THE PROBLEM ::
Reproduce the records below word for word, leaving out the pictures.

Dataset excerpt:
--- --- ---

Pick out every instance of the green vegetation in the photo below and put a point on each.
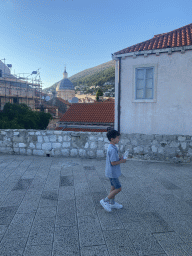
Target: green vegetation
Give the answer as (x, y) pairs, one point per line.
(20, 116)
(97, 79)
(95, 76)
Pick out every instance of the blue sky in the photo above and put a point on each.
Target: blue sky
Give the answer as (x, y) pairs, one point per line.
(49, 34)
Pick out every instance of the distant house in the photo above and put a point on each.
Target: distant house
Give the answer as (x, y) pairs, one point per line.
(59, 103)
(153, 85)
(94, 117)
(18, 90)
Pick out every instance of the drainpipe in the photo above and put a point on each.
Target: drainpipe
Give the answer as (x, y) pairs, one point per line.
(119, 93)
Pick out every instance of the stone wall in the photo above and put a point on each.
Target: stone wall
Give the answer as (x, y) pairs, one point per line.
(176, 148)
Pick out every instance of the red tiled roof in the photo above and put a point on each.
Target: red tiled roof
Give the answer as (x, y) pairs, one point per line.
(176, 38)
(90, 113)
(64, 101)
(81, 129)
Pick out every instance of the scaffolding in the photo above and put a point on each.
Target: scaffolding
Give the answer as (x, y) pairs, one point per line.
(21, 88)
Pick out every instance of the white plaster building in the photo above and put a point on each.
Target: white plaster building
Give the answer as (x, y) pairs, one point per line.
(65, 88)
(153, 84)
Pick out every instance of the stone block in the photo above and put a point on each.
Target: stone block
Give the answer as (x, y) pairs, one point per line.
(60, 138)
(106, 146)
(15, 150)
(183, 145)
(18, 139)
(31, 133)
(38, 152)
(40, 139)
(134, 142)
(174, 144)
(89, 226)
(66, 138)
(66, 213)
(46, 139)
(22, 151)
(53, 138)
(56, 145)
(181, 138)
(138, 149)
(73, 152)
(154, 142)
(93, 145)
(154, 149)
(169, 151)
(92, 138)
(86, 145)
(46, 146)
(29, 152)
(91, 153)
(57, 132)
(100, 153)
(38, 145)
(57, 152)
(66, 144)
(190, 152)
(32, 145)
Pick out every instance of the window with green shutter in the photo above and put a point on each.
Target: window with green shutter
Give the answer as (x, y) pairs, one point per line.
(144, 79)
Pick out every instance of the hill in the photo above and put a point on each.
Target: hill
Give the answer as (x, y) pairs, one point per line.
(93, 76)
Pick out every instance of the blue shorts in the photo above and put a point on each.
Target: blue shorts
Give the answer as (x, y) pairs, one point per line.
(115, 182)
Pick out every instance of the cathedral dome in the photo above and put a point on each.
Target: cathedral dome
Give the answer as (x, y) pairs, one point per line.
(65, 83)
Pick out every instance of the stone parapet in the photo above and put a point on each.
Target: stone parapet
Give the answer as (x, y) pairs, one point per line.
(172, 148)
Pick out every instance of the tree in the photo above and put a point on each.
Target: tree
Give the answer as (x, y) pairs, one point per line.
(99, 93)
(20, 116)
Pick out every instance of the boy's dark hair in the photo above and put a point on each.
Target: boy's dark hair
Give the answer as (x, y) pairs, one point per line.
(112, 134)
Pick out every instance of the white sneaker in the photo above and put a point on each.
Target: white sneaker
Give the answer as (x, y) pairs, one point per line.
(106, 205)
(116, 206)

--- --- ---

SOLVED PROBLEM ::
Pick out every instance of the green vegetation in the photo below and put a point on each.
Target: green vegetation
Give the answer as (x, y) pairs, one point per line.
(20, 116)
(97, 79)
(95, 76)
Pick out every instance of the blue sky in the photo above and put a point on each.
Target: blue sky
Give the answer as (x, y) pairs, one point per line.
(49, 34)
Pick out every instance of the distant house in the photo above and put a point on each.
Target: distant house
Give the answer as (x, y) pairs, one point per line.
(59, 103)
(153, 85)
(94, 117)
(18, 90)
Pick out every instance of the drainpipe in the photo above and put a point on each.
Target: drainpipe
Give the answer as (x, y) pairs, one point per line.
(119, 93)
Pick out every instance of the stone wall in the photo above and put a point on each.
Target: stone wall
Give the answer as (x, y) pairs, one point per line.
(176, 148)
Pick out every instance of the red tiled roof in the photo above and put a point on each.
Target: red tiled roof
Give the answer as (x, y) pairs, one point per line.
(176, 38)
(90, 113)
(64, 101)
(81, 129)
Pick out every instance of the scaffolding in the photo above and put a point on each.
Target: scaffolding
Give the answer as (x, y) pairs, one point per line.
(21, 88)
Pick out every instance of the white plaster building in the photo above and put a point on each.
Target: white plaster building
Give the answer as (x, y) pairs, one point per line.
(65, 88)
(153, 84)
Pick out every instance of the stone block in the photo above and put a point on each.
Target: stone block
Give the answer as (x, y) pairs, one point per line.
(60, 138)
(106, 146)
(15, 150)
(183, 145)
(18, 139)
(31, 133)
(38, 152)
(40, 139)
(134, 142)
(174, 144)
(89, 226)
(66, 138)
(66, 213)
(46, 139)
(22, 151)
(53, 138)
(56, 145)
(181, 138)
(138, 149)
(73, 152)
(154, 142)
(93, 145)
(154, 149)
(169, 151)
(92, 138)
(86, 145)
(46, 146)
(29, 152)
(91, 153)
(57, 132)
(100, 153)
(38, 145)
(57, 152)
(66, 144)
(190, 152)
(32, 145)
Pick out every instance of the window with green shutter in the photo above and put a point on each.
Target: window with green shutter
Give the answer as (x, y) pairs, one point per line.
(144, 79)
Pick out every instance of the hill in the photo above and put a point on each.
Target: hill
Give the answer as (x, y) pairs, one point per line.
(93, 76)
Pick out every instance of the blue shorts in the photo above and put a point on each.
Target: blue shorts
Give the answer as (x, y) pairs, one point per line.
(115, 182)
Pick out every instance of the cathedral dome in the photo above and put a point on each.
Target: cathedral dome
Give the answer as (x, y) pairs, one point per line.
(65, 83)
Pick out every instance of the stone parapet in the photo above and put a point on each.
Target: stone parapet
Give the answer as (x, y) pairs, one point per line.
(172, 148)
Pick out every instance of the tree in the photo above and put a point on each.
Target: tree
Give the answer as (x, y) pairs, one point per line.
(99, 93)
(20, 116)
Pick out every instance of the boy's dark hair in the photo above and put a point on each.
Target: boy's dark hair
Give the answer as (x, y) pairs, one point per line.
(112, 134)
Pick out every instance of the white sneaker in the photo above and put a point on each.
Target: white sneaker
Give the answer as (x, y) pairs, one point per line.
(106, 205)
(116, 206)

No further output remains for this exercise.